---------- EXTRACT TO READ

Sitting here waiting for my sweet boyo to finish his lunch and to finish his episode of Dora. So dang cute the way he shouts back to the program. I love that he feels engaged and I love the way he engages so freely.
Wouldn’t it be nice to be 2 years old again?
That freedom. That whole range of emotion without filter (okay, maybe I can still relate to that one…). I love his sincerity – even when he is sincerely pushing every single one of my buttons simultaneously. I love his whole-heartedness. I even love his bull-headedness and the way he screams to show me when that is his current state of mind. I love his sweetness and the way he cuddles his kitties/babies. I love the way he changes his voice to play so many different roles – sometimes high and flutey, other times low, gruff, and monstery (he is my son after all *smile*). I love the way he sings in pitch and remembers words from songs I don’t even know. I love his wiggle dances, and his completely unabashed bravery as he goes for Every Thing. I love the way he hugs me tight and says, ‘I love you.’ I love his sigh when he is happy. I love that he is completely his own … I am merely the lucky satellite who gets to orbit his world.
Now, because this is a blog, and because it is my blog, and because I am a person and people tend to be self-involved, I am going to make this about me…. Even though I could sit and think about my boyo’s sweet everythings all day…
This past month and a little, I am slowly finding my own brave moments. I am finding ways to be honest even when I am not quite sure it is entirely safe. I am learning to use my voice and say or do what I feel like doing. … I am much less people-pleasey than I had been when I was drinking. I am feeling more confident and happy, even if the angry and grouchy bits are showing more regularly.

--------------------

### WHAT TO DO
Write the next part of the blog post about the writer's two-year-old son and the writer's own growing confidence, picking up after its final sentence. The data that comes next has no connection to the blog post above.

---------- STORED DATA

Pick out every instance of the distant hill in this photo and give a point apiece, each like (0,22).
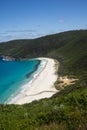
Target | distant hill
(66,110)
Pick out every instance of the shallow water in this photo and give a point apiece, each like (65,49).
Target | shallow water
(13,74)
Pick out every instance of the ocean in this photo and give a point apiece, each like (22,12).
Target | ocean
(15,74)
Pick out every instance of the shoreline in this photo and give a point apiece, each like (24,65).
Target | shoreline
(41,87)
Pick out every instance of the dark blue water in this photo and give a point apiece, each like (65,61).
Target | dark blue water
(13,74)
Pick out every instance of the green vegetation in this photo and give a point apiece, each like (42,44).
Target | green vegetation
(66,110)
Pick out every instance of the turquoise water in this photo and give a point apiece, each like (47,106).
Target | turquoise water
(13,74)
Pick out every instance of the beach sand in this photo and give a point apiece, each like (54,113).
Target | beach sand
(42,86)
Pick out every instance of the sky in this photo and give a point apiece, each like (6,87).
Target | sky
(28,19)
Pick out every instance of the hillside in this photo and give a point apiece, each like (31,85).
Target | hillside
(67,110)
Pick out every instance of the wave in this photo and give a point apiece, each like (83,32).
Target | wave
(20,92)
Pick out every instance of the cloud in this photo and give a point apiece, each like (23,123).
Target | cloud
(61,21)
(20,31)
(19,34)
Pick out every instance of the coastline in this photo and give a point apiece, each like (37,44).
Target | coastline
(41,87)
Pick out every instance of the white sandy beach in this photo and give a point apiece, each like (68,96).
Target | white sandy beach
(42,86)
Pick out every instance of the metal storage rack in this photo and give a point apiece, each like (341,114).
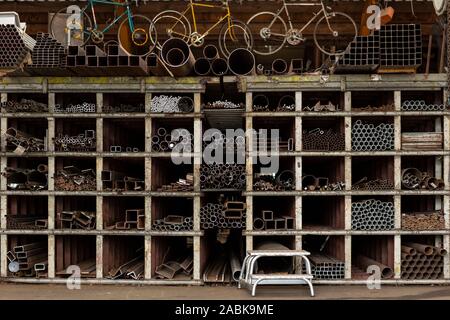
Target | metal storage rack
(296,85)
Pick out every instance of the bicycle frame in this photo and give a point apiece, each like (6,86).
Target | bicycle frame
(191,7)
(285,8)
(127,12)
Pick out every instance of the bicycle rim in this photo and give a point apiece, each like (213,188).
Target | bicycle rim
(237,35)
(267,41)
(337,42)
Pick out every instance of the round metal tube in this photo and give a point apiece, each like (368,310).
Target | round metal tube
(241,62)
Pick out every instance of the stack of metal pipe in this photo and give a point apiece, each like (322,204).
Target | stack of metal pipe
(118,181)
(422,261)
(225,104)
(23,142)
(377,184)
(84,107)
(372,215)
(368,137)
(421,105)
(173,223)
(313,183)
(229,215)
(26,179)
(268,221)
(222,176)
(323,140)
(134,219)
(426,220)
(77,220)
(325,267)
(171,104)
(27,259)
(71,178)
(164,141)
(83,142)
(24,105)
(413,178)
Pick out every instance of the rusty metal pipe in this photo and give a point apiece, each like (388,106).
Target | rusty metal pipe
(219,67)
(202,66)
(178,57)
(241,62)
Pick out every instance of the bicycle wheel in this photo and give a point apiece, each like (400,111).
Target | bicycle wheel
(170,24)
(270,32)
(77,25)
(338,22)
(136,42)
(237,35)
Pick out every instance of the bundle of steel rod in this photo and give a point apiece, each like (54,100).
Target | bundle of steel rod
(118,149)
(368,137)
(184,185)
(313,183)
(421,105)
(165,141)
(132,269)
(83,142)
(268,221)
(23,142)
(77,220)
(422,261)
(283,181)
(422,140)
(13,50)
(124,108)
(134,219)
(173,223)
(25,259)
(91,60)
(87,269)
(383,107)
(364,262)
(377,184)
(28,223)
(222,176)
(227,215)
(84,107)
(217,139)
(323,140)
(26,179)
(169,269)
(118,181)
(24,105)
(325,267)
(413,178)
(428,220)
(171,104)
(372,215)
(318,107)
(48,52)
(71,178)
(223,105)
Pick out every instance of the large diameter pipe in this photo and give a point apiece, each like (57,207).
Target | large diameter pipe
(241,62)
(279,66)
(364,262)
(235,265)
(177,56)
(219,67)
(210,52)
(202,66)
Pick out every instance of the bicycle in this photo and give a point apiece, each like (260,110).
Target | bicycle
(173,24)
(133,35)
(275,33)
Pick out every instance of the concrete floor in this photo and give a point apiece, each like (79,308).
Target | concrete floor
(112,292)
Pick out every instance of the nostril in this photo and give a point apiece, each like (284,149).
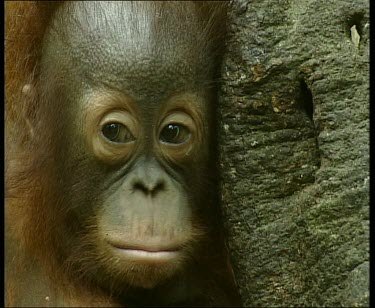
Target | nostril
(149,188)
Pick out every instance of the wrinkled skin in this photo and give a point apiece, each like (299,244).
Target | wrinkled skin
(126,107)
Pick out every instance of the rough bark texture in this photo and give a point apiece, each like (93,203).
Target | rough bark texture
(295,151)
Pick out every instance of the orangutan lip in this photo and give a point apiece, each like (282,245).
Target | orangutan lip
(150,248)
(146,254)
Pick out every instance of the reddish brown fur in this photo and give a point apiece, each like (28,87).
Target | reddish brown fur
(29,176)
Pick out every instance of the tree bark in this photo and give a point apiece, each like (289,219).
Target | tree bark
(295,151)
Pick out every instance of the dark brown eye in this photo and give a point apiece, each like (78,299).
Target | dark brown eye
(117,132)
(174,134)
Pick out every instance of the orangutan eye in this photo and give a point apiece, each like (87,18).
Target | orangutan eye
(175,134)
(117,132)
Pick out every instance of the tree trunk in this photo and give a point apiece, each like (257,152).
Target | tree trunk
(295,151)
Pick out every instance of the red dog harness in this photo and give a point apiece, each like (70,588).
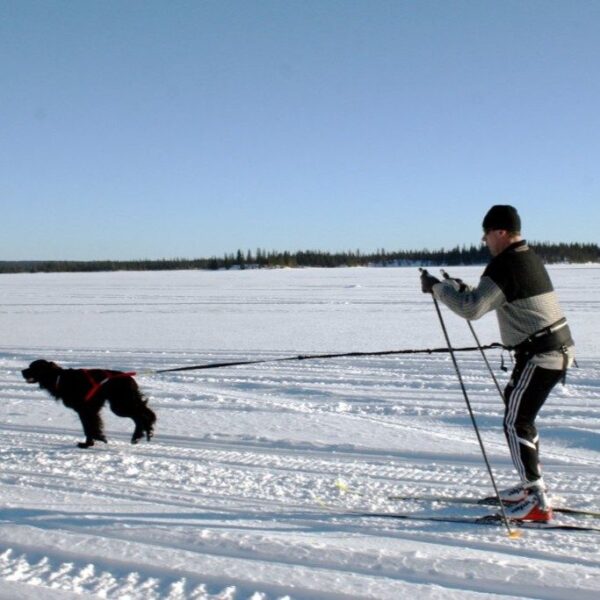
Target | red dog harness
(96,385)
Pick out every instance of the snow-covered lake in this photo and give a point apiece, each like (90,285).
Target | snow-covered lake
(238,496)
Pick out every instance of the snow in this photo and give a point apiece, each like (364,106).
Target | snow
(246,491)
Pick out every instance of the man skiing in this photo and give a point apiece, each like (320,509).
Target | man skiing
(516,285)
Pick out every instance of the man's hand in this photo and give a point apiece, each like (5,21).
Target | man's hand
(427,282)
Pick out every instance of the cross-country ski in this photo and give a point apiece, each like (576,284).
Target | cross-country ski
(485,501)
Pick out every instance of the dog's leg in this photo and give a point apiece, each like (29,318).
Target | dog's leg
(92,428)
(144,425)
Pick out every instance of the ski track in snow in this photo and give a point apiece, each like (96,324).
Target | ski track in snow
(239,496)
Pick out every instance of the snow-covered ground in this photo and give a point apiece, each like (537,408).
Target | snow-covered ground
(238,496)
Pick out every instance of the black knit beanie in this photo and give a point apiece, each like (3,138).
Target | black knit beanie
(502,216)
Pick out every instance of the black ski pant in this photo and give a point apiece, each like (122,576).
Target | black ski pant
(525,394)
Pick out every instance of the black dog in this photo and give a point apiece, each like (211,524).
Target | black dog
(86,391)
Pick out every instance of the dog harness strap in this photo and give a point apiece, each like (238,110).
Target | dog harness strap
(96,385)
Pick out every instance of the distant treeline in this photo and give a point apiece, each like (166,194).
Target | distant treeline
(473,255)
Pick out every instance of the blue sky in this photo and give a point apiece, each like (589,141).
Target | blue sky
(159,129)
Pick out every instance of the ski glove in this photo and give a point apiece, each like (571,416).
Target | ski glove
(427,282)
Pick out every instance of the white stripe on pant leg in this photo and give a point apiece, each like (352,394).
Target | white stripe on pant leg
(514,403)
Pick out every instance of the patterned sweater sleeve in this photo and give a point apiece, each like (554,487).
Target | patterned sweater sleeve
(473,302)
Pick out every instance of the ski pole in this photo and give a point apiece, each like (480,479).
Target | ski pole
(480,347)
(511,533)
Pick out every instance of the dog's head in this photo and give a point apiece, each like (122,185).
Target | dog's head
(41,371)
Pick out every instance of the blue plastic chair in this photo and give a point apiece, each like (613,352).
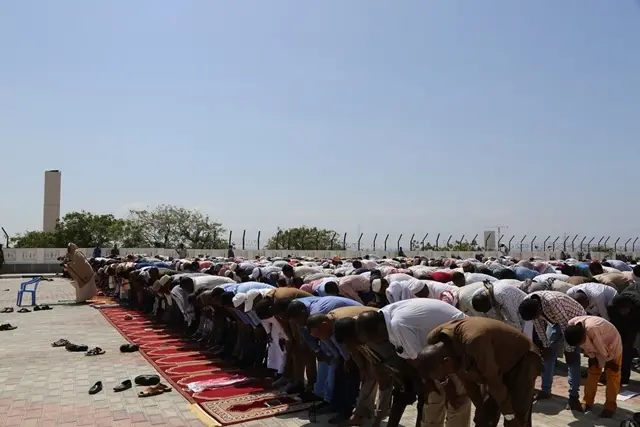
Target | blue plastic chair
(24,287)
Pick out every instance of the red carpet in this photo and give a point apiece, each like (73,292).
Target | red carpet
(181,361)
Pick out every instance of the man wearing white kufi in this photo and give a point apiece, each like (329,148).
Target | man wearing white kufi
(276,355)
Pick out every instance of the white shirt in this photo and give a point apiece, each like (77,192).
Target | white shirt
(478,277)
(556,276)
(507,304)
(409,322)
(599,297)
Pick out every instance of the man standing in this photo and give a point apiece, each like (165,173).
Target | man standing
(602,344)
(372,377)
(500,301)
(550,312)
(473,349)
(406,325)
(593,297)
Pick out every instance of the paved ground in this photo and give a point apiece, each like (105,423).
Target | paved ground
(44,386)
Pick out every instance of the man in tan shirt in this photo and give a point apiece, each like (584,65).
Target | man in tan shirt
(372,375)
(298,356)
(489,353)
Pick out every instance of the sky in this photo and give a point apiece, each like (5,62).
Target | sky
(362,116)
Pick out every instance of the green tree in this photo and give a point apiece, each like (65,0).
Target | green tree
(166,226)
(85,229)
(304,238)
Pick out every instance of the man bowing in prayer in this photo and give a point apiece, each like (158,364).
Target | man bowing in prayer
(496,381)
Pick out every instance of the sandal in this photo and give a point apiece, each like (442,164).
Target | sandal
(60,343)
(95,352)
(154,390)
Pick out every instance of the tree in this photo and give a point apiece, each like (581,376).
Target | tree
(166,226)
(163,226)
(304,238)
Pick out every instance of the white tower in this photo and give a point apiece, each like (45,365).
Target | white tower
(51,208)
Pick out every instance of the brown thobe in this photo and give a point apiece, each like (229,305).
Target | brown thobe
(497,357)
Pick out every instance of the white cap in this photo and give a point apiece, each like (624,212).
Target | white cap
(239,299)
(251,297)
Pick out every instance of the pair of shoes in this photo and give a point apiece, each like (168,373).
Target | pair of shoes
(76,347)
(129,348)
(95,352)
(97,387)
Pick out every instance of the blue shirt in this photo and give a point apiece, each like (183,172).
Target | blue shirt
(323,305)
(245,287)
(524,273)
(231,287)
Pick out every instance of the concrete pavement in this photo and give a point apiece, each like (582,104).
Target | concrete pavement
(45,386)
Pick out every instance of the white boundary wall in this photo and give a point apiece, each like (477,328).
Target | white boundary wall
(50,256)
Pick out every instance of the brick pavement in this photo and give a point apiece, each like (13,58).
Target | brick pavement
(45,386)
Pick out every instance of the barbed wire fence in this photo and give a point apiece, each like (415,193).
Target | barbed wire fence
(441,241)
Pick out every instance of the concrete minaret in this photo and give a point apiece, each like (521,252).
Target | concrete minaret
(51,209)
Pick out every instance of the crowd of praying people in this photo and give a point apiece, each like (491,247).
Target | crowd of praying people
(364,338)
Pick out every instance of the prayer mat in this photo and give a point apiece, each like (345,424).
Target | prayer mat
(240,409)
(181,361)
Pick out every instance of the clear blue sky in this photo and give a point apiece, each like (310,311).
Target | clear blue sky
(390,117)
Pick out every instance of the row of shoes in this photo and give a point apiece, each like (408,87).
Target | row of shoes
(154,386)
(7,327)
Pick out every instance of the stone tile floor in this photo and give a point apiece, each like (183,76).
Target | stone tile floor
(45,386)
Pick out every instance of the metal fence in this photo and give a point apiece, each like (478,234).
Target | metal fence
(437,241)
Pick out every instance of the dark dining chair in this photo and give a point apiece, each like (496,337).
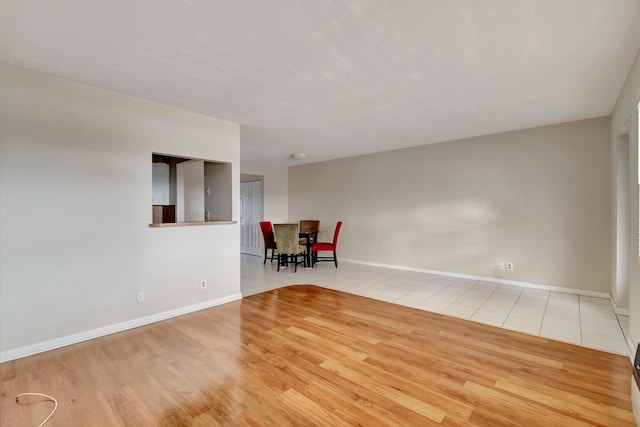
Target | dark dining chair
(289,248)
(269,242)
(327,246)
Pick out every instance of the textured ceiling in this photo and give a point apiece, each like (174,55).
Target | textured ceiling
(339,78)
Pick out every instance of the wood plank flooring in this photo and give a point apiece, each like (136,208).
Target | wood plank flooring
(309,356)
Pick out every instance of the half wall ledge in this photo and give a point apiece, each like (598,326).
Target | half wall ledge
(190,223)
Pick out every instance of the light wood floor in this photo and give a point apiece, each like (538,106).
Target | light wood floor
(306,356)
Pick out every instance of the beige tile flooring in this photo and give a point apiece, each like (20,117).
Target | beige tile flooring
(582,320)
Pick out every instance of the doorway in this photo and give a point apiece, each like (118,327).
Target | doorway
(622,221)
(250,216)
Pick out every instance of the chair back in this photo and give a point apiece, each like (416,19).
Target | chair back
(287,238)
(335,234)
(267,234)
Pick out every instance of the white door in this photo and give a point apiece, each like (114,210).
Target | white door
(250,216)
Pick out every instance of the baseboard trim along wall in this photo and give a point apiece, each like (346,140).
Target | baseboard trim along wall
(41,347)
(487,279)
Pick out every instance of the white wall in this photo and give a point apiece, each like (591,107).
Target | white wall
(75,204)
(217,177)
(275,191)
(190,191)
(536,197)
(625,114)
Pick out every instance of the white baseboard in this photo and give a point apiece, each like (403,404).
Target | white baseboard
(487,279)
(40,347)
(620,311)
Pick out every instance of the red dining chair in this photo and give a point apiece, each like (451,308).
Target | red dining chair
(269,242)
(327,246)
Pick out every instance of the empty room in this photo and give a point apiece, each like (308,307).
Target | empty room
(319,213)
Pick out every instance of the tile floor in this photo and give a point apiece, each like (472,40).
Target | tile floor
(582,320)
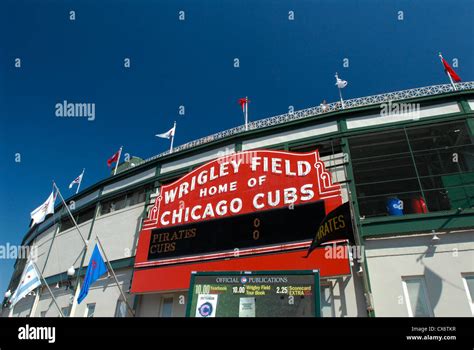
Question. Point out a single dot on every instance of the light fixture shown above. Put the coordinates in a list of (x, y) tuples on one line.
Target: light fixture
[(71, 271), (435, 236)]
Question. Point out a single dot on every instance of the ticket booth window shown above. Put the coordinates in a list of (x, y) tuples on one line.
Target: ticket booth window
[(167, 307)]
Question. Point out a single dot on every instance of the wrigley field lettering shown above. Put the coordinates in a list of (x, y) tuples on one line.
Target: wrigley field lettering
[(245, 200)]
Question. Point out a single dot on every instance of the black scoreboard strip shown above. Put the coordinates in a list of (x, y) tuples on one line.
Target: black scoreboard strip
[(276, 226)]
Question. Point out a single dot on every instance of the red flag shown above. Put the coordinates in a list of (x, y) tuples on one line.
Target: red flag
[(450, 71), (114, 158), (243, 102)]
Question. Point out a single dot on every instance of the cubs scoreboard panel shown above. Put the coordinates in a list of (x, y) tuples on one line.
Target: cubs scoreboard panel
[(288, 224), (254, 294)]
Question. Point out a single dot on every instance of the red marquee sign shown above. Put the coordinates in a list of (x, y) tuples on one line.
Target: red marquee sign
[(242, 183)]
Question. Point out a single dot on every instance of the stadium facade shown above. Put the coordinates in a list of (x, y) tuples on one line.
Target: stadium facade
[(405, 160)]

--------------------

### RESPONSE TO THIS TASK
I am enjoying this journey. … And especially because it’s summer, I think it is making the whole transition that much more enjoyable. Even though Time used to automatically encourage me to reach for a glass of wine or a beer, I am now finding that it is just nice to have Time and to enjoy it for what it is. *lesigh* Content. … I am feeling that more than I ever have in my life, I think.
A few dorky-life things?
I am trying to actually use the groceries in my fridge and cupboards, so that has been a fun challenge. And it feels so rewarding to open up the fridge and see such beautiful, colorful food! Yum! Connected to this, I am trying to curb my coffee-spending …. slightly. So I’ve started this (again) dorky thing. I take my extra coffee from the morning and pour it into ice cube trays. Then, in the afternoons or early evenings before my rehearsals, I fill up my to-go cup with tons of coffee-cubes, and then pour some of that new ready-made latte yumminess from Starbucks or Caribou over it all. It took almost a week to use my first bottle, and I think I made at least seven drinks out of it. Awesome! And yum!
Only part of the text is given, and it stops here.